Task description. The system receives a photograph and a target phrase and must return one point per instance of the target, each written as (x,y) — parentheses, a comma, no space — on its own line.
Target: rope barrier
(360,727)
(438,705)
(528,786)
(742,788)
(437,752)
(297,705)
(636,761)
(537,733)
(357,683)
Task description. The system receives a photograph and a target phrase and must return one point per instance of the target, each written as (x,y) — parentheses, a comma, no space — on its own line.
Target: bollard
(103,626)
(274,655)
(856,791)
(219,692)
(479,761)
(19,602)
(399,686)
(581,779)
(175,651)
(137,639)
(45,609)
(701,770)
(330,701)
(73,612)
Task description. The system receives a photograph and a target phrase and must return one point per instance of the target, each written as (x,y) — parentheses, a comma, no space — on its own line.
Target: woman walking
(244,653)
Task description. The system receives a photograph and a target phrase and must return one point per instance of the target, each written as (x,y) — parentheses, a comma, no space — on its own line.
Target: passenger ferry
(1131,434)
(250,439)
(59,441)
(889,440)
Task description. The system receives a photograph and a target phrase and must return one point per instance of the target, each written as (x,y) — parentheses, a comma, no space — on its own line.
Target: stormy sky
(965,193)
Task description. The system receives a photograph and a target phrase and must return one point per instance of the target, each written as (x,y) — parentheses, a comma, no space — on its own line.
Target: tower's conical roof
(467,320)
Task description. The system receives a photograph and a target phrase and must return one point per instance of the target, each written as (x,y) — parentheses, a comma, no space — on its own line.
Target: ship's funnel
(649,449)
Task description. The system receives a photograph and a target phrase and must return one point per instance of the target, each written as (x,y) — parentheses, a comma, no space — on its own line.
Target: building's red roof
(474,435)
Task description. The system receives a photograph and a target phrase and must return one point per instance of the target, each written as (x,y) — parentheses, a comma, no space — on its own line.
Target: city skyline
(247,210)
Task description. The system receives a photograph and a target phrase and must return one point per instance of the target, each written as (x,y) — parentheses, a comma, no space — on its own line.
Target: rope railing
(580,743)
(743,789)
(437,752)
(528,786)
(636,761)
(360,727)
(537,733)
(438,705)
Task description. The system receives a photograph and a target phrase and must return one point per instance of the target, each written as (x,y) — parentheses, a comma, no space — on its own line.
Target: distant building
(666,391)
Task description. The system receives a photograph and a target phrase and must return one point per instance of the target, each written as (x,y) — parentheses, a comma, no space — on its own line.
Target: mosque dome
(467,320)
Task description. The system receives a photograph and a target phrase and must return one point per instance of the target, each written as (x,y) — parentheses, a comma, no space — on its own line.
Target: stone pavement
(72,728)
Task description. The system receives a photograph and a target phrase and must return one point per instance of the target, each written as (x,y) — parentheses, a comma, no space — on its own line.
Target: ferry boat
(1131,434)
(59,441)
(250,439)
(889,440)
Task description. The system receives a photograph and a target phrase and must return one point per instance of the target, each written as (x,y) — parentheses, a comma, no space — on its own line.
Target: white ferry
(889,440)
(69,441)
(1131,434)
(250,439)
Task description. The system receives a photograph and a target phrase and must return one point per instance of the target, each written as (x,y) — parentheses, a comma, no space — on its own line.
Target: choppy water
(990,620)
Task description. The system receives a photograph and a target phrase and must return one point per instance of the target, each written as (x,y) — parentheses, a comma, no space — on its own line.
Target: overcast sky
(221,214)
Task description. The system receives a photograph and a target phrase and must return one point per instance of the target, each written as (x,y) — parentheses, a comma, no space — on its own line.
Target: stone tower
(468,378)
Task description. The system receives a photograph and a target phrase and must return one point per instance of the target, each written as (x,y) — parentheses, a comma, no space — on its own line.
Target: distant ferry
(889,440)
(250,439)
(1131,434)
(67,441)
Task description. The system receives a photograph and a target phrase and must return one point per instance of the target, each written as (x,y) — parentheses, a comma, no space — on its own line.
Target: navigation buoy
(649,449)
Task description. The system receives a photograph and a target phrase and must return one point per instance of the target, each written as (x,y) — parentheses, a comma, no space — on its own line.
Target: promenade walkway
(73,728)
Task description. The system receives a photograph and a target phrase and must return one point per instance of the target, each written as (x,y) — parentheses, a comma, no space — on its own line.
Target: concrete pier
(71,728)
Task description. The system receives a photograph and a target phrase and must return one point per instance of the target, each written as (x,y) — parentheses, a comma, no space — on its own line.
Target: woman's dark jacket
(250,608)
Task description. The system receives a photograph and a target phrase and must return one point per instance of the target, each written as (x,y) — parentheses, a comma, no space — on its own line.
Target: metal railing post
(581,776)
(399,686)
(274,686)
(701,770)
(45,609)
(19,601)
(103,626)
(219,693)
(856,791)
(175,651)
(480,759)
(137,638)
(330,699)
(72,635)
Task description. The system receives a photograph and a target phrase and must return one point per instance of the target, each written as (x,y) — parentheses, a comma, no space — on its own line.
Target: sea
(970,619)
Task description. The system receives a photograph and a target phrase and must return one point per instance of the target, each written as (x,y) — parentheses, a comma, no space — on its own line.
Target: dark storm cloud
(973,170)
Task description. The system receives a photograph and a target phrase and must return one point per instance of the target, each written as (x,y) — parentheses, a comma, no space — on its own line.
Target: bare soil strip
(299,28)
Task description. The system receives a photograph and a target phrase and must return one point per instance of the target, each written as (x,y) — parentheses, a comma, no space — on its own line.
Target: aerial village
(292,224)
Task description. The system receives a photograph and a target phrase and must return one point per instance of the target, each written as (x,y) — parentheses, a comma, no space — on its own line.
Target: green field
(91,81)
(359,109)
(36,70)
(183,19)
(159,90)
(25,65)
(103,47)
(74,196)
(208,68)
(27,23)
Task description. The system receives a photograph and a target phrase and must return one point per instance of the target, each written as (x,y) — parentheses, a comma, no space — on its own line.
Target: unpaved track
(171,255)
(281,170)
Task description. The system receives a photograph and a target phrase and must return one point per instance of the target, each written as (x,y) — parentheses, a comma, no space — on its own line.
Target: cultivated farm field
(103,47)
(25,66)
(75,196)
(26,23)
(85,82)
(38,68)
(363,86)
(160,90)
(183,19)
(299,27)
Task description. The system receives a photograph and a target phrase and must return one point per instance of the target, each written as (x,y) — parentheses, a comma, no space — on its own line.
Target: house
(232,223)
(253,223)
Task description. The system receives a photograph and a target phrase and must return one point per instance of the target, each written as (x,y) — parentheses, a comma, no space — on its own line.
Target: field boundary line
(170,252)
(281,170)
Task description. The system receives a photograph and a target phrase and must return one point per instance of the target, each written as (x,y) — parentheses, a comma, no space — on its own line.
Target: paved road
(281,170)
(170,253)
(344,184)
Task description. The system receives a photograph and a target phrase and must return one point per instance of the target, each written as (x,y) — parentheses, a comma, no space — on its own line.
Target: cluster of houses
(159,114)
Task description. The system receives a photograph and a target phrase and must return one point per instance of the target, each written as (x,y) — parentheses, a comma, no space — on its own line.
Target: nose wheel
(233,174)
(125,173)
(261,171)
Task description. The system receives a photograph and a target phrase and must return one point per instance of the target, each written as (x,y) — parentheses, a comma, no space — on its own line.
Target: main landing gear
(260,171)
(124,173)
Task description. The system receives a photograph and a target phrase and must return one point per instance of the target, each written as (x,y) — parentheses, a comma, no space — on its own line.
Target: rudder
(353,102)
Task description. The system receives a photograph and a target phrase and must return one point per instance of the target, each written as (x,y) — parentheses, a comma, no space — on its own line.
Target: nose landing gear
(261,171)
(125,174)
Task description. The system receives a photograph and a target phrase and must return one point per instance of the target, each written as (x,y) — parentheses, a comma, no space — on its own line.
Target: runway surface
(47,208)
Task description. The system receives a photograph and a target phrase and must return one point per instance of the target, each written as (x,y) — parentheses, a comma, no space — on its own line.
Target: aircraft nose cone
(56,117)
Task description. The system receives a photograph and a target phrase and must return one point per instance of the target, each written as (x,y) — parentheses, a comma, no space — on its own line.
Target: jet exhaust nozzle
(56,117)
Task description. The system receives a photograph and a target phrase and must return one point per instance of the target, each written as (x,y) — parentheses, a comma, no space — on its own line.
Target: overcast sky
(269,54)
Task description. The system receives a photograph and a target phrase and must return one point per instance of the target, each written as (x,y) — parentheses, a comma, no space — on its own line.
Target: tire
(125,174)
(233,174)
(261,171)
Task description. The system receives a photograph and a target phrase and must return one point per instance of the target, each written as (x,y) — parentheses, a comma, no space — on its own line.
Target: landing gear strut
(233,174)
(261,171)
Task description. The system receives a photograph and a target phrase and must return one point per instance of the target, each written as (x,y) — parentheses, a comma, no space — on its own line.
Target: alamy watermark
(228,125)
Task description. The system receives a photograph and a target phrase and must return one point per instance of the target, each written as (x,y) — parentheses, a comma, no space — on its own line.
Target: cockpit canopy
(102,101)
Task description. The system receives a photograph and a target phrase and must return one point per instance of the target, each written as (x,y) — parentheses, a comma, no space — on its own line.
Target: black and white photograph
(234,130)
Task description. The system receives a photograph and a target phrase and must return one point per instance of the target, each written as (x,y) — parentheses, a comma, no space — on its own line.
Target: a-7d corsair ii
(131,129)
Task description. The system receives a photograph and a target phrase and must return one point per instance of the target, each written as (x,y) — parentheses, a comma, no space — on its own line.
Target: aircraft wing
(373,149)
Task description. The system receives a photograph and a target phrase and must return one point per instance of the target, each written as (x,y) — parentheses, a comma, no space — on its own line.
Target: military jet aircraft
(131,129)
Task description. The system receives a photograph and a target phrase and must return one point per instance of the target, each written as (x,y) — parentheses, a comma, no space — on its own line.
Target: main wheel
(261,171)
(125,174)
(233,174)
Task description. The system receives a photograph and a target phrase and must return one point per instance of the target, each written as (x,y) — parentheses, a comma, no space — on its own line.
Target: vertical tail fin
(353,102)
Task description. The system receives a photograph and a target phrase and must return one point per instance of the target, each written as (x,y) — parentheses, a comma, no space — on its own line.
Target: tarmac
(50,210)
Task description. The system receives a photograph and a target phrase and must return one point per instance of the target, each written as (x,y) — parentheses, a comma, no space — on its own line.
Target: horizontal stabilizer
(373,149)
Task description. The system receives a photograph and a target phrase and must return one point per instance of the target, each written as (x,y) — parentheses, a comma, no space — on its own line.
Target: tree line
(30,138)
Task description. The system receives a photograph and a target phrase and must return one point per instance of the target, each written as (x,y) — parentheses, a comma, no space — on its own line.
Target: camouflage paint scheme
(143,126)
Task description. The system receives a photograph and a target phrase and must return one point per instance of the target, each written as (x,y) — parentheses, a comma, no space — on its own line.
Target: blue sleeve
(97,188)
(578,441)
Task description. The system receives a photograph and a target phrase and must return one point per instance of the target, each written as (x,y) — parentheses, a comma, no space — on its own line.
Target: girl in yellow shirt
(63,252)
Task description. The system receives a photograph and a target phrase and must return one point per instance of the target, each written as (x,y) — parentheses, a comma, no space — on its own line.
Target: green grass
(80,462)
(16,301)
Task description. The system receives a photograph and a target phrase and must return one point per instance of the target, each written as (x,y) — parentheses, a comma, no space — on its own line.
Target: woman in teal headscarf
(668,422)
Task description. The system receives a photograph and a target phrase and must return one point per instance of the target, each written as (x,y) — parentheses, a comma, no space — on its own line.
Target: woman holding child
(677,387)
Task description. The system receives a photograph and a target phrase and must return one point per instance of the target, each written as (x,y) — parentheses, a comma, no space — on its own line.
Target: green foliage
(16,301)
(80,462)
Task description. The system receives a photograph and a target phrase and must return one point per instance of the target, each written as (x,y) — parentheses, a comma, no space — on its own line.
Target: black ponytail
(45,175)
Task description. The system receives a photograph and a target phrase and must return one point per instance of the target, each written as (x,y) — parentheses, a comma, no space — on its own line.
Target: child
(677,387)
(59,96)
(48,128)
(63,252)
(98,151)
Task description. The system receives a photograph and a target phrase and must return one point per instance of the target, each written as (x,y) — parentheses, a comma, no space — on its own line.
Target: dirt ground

--------

# [What the exercise asks]
Determine how many lines of the records contain the string "nose", with uppercase and lowercase letters treated as distinct. Give only the number.

# [The reply]
3